EXERCISE OBJECTIVE
According to the profile of Alfred Frenzel below, on what date was he arrested in Bonn?

EXTRACT TO READ
· · · ·

- Born: 18 September 1899 Josefův Důl, Bohemia, Austria-Hungary
- Died: 18 July 1968 (aged 68) Liberec, Czechoslovakia
- Occupation: Member of Parliament of West Germany
- Espionage activity
- Country: West Germany
- Allegiance: Czechoslovakia
- Agency: StB
- Service years: 1956–1960
- Codename: Anna

= Alfred Frenzel =

Czech-German politician and spy

Alfred Frenzel (18 September 1899 – 18 July 1968) was a West German member of parliament, who was secretly conducting espionage for Czechoslovakia while serving on the Bundestag's Defense Committee. Given the code name Anna by the StB, he passed along classified information to the Communist government in Prague for five years, until his arrest in Bonn on 31 October 1960. He was the most important StB spy during the entire Cold War.

During World War II, after the invasion of his homeland by Nazi Germany, Frenzel worked as an agent for the government in exile in the United Kingdom. After the end of the war, Czechoslovakia became a communist state, and Frenzel emigrated to West Germany.

The new state intelligence service in Czechoslovakia, the StB, examined the files of pre-war intelligence officers, and found information on Frenzel's pre-war activities. When they discovered that Frenzel had been appointed to the parliamentary defence committee responsible for remilitarising West Germany and establishing her place in NATO, the StB leapt on this opportunity to recruit such a highly placed spy.

==Recruitment==
In April 1956, an old friend of Frenzel's visited him in West Germany. He told Frenzel that he was now working for the Czechoslovak government, and offered Frenzel a job. The old friend added that he would expose Frenzel's political past and criminal record unless he took up the offer. He also said that Frenzel's wife, who was on a trip to Prague, would be in grave danger if he refused. Intimidated, Frenzel agreed to take the job.

He travelled to Vienna, Austria, which was at the time crawling with StB officers due to its proximity to Czechoslovakia, where he was given 1,500 Deutsche Marks and given the code name Anna. In July, he signed a document indicating his links to the StB.

Frenzel was now trapped, and the StB had enough information to blackmail him unless he did exactly as they said.

==Espionage activities==
Under the close watch of his StB controller, Major Bohumil Molnár, Frenzel returned to West Germany. He began to pass information to Molnár, including a copy of the entire West German defence budget and details of prototype American aircraft.

To reward him for this, the StB gave him a car and a villa back in Czechoslovakia, and also paid Frenzel an enormous salary, placed into a Czechoslovak bank so as not to arouse West German suspicion.

During his time as a spy, the StB's Technical Directorate gave Frenzel many new and experimental devices, including a small film-carrying statue, which, by way of a small explosive charge, would destroy its film unless a special mercury switch was deactivated.

Much of the information the StB gathered from Frenzel was passed on to the KGB.

· · · ·

GIVEN ENTRIES
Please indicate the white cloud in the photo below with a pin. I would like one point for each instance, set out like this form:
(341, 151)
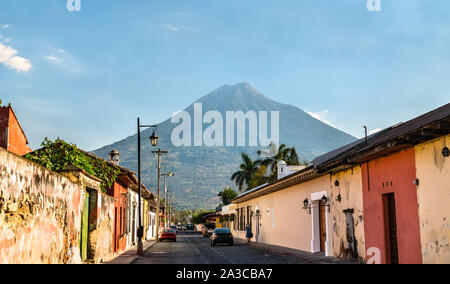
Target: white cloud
(375, 131)
(172, 28)
(320, 115)
(5, 39)
(52, 58)
(9, 58)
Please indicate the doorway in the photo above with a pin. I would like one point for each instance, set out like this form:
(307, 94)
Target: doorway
(116, 238)
(85, 228)
(390, 220)
(322, 225)
(257, 216)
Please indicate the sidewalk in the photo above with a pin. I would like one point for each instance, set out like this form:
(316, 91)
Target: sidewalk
(313, 258)
(129, 256)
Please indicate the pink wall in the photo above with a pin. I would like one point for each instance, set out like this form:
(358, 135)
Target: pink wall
(398, 168)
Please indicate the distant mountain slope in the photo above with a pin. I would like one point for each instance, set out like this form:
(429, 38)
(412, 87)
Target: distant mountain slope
(201, 172)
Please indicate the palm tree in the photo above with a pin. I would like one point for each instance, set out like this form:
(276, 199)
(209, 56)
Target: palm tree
(289, 155)
(247, 172)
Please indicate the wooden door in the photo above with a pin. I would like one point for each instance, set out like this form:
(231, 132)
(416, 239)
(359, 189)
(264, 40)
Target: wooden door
(116, 235)
(85, 228)
(322, 226)
(390, 228)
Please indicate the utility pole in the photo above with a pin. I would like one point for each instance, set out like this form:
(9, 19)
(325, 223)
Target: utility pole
(159, 153)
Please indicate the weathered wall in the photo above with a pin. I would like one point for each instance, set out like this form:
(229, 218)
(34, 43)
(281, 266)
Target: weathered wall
(392, 174)
(101, 236)
(4, 123)
(40, 212)
(17, 142)
(101, 215)
(17, 139)
(433, 172)
(349, 190)
(292, 226)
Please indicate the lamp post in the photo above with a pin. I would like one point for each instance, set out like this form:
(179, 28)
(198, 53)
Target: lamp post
(169, 174)
(154, 141)
(159, 153)
(170, 207)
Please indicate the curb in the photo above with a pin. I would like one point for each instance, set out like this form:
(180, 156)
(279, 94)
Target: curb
(140, 256)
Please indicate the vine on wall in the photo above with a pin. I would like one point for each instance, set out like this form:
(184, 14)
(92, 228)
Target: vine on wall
(57, 155)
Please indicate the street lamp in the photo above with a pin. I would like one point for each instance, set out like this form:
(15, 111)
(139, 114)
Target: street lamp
(159, 153)
(154, 141)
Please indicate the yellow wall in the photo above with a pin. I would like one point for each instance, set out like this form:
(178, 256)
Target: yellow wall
(292, 226)
(433, 193)
(350, 189)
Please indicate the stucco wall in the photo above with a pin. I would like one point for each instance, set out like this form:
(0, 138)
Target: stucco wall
(386, 175)
(433, 172)
(39, 212)
(349, 190)
(101, 237)
(292, 225)
(17, 139)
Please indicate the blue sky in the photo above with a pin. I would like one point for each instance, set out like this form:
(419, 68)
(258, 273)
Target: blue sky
(91, 73)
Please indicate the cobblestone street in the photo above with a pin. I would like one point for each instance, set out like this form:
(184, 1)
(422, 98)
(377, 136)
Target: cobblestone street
(194, 249)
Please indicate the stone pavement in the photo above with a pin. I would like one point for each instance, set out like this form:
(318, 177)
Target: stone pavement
(308, 257)
(194, 249)
(130, 256)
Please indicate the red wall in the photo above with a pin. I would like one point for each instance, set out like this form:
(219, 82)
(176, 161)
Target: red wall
(398, 168)
(4, 122)
(17, 140)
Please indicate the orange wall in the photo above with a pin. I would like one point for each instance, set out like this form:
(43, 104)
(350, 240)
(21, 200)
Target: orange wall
(4, 122)
(398, 168)
(16, 138)
(120, 237)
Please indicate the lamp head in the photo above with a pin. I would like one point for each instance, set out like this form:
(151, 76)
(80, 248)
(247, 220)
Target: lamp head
(154, 139)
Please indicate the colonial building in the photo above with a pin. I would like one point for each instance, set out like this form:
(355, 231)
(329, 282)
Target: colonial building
(381, 199)
(12, 136)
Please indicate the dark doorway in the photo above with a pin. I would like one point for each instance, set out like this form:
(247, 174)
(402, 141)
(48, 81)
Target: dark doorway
(322, 226)
(351, 249)
(116, 233)
(390, 228)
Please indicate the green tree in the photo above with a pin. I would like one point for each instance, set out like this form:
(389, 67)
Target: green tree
(227, 195)
(289, 155)
(247, 172)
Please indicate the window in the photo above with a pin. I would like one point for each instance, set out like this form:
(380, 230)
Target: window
(241, 219)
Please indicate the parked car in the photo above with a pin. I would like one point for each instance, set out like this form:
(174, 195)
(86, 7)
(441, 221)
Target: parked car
(222, 235)
(190, 227)
(168, 234)
(208, 229)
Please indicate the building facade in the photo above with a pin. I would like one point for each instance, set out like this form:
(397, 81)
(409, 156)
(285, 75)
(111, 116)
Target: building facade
(382, 199)
(12, 136)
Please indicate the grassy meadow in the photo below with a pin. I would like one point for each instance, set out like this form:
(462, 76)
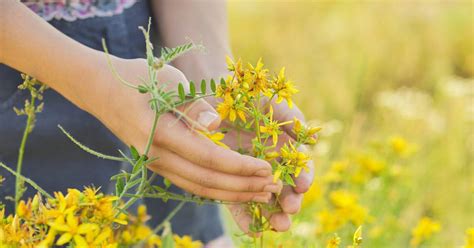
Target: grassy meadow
(392, 85)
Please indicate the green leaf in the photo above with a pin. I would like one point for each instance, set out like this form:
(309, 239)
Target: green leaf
(167, 238)
(289, 180)
(203, 87)
(213, 86)
(192, 89)
(181, 93)
(119, 186)
(169, 54)
(142, 89)
(167, 183)
(134, 153)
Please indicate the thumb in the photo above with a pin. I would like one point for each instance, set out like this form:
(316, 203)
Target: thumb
(200, 115)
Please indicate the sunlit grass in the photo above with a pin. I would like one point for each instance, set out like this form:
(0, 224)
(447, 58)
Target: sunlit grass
(370, 72)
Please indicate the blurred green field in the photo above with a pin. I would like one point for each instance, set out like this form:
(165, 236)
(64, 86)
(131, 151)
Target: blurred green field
(392, 85)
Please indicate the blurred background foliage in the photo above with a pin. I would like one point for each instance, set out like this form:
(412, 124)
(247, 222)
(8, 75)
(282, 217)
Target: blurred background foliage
(392, 85)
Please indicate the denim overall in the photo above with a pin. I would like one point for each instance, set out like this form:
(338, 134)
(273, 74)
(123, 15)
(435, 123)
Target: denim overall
(53, 161)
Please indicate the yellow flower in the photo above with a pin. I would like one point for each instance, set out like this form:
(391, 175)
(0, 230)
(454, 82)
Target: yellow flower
(401, 147)
(342, 198)
(72, 230)
(215, 137)
(333, 242)
(272, 127)
(283, 88)
(255, 79)
(357, 238)
(469, 238)
(330, 221)
(186, 242)
(305, 135)
(228, 108)
(294, 159)
(423, 231)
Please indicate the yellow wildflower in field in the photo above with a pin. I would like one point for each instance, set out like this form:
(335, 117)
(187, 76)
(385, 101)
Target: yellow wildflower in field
(423, 231)
(469, 243)
(401, 146)
(343, 199)
(230, 108)
(304, 134)
(186, 242)
(329, 221)
(271, 128)
(333, 242)
(293, 158)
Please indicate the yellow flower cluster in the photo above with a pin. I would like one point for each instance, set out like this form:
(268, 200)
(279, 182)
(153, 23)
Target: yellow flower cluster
(80, 219)
(247, 84)
(247, 98)
(348, 180)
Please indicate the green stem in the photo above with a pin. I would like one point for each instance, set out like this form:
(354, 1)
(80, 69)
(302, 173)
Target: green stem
(27, 180)
(169, 217)
(87, 149)
(21, 152)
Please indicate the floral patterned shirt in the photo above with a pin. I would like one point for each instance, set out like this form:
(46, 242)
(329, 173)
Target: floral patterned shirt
(71, 10)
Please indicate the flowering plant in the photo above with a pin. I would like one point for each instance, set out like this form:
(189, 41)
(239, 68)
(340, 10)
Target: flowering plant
(89, 218)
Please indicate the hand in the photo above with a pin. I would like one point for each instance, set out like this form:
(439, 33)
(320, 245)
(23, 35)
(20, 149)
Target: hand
(290, 198)
(186, 158)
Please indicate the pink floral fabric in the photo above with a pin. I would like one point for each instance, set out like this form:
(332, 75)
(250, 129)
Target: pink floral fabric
(71, 10)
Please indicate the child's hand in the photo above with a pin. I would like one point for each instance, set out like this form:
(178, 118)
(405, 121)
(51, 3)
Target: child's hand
(290, 198)
(187, 159)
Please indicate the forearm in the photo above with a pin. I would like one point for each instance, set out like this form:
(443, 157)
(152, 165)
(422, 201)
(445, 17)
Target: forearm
(29, 44)
(201, 21)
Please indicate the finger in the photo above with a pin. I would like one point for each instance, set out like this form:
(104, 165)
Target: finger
(305, 179)
(210, 178)
(242, 218)
(216, 194)
(281, 222)
(199, 114)
(199, 150)
(290, 201)
(282, 112)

· · · ·

ANSWER BOX
31 October 1960